[Estratto scelto]
-.-.-

La guerra incombe minacciosa sulle nostre prossime notti. Milioni di persone 
stanno con il fiato sospeso difronte alla piu’ grave crisi internazionale 
dalla crisi dei missili a Cuba. Tutto il mediascape e’ gia’ in subbuglio da 
settimane. C’e’ bisogno di organizzare l’informazione, assicurare gli 
investimenti a quei programmi graditi e privandone quelli sgraditi. 

I grandi inserzionisti di Manhattan non dormono piu’ sonni tranquilli. 
Merrill Lynch e Gucci hanno gia’ comunicato alle proprie agenzie che 
sospenderanno tutte le loro campagne durante i giorni del conflitto. 

William Holiber, di US News of World Report, racconta che la guerra getta 
fumo negli occhi degli inserzionisti e sta imponendo uno stop per attendere 
l’evolversi della situazione. Mel Berning, presidente della US Broadcast 
MediaVest Worldwide, gli fa eco chiedendosi pero’ quanto incidera’ questa 
attesa sui budget nei prossimi 18 mesi. 

Il settore della pubblicità sta gia’ pagando la persistente crisi economica.

-.-.-

[Materiale estratto]

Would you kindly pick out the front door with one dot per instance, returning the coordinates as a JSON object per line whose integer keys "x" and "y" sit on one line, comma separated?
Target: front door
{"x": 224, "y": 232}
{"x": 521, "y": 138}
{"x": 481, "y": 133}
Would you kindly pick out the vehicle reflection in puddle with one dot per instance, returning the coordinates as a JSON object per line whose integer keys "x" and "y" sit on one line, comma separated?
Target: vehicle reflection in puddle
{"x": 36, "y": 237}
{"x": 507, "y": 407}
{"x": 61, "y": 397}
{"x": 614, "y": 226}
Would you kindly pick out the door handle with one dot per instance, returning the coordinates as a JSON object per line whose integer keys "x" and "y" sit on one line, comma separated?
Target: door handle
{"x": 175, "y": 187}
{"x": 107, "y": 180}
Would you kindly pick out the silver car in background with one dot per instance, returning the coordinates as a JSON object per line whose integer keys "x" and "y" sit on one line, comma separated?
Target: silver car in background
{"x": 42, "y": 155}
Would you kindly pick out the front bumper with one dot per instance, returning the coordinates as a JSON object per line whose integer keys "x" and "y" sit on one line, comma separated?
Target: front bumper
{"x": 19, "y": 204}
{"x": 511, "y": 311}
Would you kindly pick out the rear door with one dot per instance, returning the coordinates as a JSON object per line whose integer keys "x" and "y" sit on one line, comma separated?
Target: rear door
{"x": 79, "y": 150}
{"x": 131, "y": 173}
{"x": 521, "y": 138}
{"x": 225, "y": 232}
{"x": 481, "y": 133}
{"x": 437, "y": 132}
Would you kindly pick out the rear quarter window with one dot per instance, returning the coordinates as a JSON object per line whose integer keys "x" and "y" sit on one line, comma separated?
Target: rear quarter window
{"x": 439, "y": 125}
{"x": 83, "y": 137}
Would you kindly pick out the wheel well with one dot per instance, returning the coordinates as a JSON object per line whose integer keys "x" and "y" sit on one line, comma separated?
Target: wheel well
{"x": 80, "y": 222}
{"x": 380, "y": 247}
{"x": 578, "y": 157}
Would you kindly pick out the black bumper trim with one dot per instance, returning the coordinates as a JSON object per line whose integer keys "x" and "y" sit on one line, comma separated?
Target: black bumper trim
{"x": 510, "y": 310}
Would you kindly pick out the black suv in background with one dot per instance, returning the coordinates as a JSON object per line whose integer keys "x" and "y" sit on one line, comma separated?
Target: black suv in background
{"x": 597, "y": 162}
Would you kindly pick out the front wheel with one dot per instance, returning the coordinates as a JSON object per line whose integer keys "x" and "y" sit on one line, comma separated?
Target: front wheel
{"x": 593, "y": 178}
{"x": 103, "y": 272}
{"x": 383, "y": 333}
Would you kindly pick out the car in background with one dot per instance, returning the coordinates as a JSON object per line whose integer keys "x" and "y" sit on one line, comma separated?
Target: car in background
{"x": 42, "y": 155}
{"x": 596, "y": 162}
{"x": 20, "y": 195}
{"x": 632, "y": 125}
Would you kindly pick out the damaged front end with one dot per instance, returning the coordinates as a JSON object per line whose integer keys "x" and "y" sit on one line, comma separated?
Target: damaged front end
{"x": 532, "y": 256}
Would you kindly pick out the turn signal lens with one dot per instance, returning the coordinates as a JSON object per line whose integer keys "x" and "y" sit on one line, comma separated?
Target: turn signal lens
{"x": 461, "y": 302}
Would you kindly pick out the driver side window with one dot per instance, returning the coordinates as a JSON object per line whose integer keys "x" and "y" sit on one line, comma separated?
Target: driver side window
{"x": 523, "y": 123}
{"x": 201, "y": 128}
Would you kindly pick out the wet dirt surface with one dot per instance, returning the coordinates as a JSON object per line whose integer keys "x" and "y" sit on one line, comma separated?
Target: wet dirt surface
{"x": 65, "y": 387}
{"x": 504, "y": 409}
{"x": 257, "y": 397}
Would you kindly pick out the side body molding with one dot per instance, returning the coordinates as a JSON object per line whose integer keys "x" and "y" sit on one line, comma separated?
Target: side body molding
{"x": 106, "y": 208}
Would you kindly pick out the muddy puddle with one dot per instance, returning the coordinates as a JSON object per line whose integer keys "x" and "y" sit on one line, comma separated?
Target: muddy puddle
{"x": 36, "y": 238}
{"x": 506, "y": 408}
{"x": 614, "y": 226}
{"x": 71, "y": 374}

-.-.-

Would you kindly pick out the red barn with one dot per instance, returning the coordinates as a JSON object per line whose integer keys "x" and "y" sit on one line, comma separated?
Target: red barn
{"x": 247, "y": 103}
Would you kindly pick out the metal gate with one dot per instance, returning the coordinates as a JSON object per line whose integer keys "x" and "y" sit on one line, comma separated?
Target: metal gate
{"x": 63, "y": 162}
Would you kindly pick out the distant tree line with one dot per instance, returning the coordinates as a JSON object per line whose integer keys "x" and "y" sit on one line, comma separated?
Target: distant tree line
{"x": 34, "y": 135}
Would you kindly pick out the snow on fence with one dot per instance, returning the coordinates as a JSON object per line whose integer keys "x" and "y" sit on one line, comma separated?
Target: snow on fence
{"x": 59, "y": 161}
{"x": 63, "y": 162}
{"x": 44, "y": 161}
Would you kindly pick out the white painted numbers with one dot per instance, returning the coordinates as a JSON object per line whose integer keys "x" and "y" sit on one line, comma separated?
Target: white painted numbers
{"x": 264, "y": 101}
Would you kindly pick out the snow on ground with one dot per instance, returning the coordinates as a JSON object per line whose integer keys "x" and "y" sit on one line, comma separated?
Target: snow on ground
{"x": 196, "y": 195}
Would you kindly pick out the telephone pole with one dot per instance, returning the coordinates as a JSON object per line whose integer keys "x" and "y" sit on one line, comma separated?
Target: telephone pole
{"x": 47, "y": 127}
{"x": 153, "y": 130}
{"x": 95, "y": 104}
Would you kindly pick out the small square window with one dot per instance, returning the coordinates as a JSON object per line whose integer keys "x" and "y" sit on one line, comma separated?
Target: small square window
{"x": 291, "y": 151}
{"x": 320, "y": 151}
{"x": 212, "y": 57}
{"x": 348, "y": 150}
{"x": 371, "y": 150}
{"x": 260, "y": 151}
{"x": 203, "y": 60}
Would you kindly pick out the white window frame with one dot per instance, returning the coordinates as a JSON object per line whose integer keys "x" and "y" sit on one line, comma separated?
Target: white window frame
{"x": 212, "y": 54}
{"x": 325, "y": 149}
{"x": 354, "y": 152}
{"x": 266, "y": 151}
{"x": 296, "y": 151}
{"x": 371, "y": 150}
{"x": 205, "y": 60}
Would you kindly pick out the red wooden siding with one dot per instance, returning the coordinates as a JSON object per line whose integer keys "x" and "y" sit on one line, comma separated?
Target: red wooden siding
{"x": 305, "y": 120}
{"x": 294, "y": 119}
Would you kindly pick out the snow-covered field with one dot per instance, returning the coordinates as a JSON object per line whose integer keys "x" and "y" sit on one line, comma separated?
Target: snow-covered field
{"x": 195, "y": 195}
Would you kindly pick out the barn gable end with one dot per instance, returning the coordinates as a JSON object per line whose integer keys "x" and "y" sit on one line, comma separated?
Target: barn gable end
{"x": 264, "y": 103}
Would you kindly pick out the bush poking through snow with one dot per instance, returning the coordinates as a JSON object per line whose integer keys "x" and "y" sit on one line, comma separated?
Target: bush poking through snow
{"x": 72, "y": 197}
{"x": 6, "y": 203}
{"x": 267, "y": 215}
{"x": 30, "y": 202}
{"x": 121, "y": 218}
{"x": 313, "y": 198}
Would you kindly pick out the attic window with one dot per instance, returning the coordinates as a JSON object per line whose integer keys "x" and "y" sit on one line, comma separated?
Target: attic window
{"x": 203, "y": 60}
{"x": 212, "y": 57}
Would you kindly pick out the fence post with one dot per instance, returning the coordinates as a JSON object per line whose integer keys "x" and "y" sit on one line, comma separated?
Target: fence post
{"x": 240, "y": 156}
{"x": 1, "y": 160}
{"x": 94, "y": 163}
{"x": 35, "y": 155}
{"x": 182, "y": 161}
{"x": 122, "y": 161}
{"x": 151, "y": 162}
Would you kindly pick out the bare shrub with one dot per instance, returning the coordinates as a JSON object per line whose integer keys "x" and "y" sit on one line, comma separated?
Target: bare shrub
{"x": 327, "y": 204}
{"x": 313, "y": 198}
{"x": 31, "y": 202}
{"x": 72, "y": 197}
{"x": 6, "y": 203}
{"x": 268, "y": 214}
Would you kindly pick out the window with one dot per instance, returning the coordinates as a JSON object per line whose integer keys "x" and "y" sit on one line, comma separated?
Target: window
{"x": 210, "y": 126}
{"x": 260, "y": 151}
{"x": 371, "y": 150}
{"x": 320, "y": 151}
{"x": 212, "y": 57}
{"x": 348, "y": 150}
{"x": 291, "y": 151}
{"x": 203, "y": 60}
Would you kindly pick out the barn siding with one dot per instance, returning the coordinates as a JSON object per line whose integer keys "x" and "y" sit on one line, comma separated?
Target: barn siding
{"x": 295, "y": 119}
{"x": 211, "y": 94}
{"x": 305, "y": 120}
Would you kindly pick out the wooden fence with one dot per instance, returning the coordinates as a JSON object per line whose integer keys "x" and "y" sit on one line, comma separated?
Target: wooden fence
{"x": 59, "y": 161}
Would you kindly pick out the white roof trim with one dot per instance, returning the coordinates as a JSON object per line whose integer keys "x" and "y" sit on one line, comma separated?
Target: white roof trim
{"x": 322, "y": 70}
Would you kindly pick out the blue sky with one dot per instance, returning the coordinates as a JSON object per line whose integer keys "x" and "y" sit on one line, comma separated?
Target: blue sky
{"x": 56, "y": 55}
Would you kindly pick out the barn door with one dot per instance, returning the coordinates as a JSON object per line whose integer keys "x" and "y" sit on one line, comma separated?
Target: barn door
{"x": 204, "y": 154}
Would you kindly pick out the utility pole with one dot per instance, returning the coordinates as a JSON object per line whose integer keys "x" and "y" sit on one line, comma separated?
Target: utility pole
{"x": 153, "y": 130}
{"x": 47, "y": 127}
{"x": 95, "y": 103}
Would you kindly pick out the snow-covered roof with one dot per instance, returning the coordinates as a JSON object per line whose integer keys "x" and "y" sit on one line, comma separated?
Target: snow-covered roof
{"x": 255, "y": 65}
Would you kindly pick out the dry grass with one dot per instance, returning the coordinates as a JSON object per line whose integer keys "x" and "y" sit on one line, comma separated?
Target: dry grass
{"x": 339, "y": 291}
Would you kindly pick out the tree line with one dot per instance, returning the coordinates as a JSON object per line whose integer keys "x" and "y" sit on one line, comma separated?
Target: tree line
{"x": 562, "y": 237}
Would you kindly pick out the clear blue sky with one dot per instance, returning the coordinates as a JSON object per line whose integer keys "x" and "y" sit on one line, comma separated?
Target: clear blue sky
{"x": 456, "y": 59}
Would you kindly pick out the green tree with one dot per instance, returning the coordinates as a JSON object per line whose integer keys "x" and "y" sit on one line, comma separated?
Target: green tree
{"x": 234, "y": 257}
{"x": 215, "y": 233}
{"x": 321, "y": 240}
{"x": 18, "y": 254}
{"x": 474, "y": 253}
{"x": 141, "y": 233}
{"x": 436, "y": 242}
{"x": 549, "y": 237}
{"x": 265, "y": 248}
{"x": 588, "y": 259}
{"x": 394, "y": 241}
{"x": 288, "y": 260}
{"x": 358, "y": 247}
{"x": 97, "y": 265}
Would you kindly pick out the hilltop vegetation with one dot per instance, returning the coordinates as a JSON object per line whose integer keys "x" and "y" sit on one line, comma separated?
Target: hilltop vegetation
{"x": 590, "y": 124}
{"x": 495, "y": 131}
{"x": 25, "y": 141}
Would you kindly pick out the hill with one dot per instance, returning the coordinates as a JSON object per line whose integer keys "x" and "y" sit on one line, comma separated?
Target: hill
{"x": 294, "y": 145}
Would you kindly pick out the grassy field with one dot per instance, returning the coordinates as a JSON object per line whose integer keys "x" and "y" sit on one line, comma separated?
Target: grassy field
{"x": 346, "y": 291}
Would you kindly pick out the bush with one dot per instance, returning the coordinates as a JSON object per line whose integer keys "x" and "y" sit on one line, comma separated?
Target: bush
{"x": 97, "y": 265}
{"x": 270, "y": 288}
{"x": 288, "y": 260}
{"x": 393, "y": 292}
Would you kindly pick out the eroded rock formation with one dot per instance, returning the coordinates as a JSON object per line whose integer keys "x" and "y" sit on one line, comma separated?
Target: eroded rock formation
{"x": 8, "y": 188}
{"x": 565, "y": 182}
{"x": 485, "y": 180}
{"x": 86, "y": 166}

-.-.-

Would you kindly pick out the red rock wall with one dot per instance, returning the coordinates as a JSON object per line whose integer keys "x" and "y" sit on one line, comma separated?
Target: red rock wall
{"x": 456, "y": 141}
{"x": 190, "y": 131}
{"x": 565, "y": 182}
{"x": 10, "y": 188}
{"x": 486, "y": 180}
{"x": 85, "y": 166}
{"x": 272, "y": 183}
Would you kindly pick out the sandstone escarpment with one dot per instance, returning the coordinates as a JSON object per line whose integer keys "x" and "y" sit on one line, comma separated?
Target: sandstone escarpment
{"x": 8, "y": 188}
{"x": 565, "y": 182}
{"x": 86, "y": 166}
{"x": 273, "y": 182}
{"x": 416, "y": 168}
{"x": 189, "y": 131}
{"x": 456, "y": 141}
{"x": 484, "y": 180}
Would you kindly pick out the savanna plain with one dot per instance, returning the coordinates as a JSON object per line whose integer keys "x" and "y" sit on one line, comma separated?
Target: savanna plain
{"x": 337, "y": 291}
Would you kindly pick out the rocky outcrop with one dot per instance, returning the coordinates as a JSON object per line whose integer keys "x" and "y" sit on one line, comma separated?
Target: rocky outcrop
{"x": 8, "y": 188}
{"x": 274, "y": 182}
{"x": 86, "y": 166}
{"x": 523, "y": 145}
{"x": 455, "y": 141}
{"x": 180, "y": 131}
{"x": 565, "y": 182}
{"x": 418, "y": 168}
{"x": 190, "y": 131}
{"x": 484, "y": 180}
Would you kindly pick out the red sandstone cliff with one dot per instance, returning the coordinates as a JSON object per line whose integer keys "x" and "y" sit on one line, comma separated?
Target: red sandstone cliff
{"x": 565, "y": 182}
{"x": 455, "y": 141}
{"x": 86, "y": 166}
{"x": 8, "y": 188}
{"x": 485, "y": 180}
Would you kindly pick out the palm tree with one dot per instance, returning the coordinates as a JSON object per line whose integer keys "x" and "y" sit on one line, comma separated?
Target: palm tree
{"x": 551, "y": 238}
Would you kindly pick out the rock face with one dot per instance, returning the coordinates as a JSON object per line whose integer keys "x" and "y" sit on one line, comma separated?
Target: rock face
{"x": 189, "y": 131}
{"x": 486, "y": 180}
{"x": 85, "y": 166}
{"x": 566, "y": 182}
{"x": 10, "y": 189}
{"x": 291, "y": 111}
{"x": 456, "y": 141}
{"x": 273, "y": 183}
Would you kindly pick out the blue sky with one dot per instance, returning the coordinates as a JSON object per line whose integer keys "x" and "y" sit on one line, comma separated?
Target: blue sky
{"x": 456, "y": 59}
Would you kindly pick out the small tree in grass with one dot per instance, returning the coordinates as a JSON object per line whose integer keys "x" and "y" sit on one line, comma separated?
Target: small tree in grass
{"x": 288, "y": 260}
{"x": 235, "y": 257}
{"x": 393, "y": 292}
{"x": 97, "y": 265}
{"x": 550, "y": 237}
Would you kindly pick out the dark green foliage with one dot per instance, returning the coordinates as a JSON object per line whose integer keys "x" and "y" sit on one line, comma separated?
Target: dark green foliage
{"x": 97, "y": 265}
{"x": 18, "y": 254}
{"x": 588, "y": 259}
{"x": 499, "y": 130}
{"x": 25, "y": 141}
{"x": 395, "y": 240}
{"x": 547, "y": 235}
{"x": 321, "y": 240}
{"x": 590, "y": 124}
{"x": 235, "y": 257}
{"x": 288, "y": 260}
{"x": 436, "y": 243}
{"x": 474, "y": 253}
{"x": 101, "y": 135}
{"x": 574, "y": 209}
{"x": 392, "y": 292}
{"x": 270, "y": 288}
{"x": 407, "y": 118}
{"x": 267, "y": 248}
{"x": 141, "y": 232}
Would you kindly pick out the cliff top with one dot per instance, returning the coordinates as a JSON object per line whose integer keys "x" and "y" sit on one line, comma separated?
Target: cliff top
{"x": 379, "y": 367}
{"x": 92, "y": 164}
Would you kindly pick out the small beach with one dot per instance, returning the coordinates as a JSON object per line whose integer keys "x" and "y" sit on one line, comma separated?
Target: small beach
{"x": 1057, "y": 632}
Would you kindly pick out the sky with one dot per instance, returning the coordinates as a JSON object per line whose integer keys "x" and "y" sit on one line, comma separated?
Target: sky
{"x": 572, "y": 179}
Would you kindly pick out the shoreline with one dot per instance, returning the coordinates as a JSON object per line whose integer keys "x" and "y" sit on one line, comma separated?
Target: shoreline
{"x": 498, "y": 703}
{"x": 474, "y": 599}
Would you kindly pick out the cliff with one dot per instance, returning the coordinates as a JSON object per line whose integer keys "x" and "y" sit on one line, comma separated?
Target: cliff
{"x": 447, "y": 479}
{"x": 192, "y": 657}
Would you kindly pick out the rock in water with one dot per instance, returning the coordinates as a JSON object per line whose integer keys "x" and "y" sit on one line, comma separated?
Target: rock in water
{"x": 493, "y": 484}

-.-.-

[Compito da svolgere] Secondo l'estratto sulla guerra e la pubblicità, quali due aziende hanno comunicato alle proprie agenzie che sospenderanno le loro campagne durante i giorni del conflitto? Indica per favore i loro nomi. Le voci provengono da un'altra fonte.

[Risposta all'esercizio] Merrill Lynch e Gucci.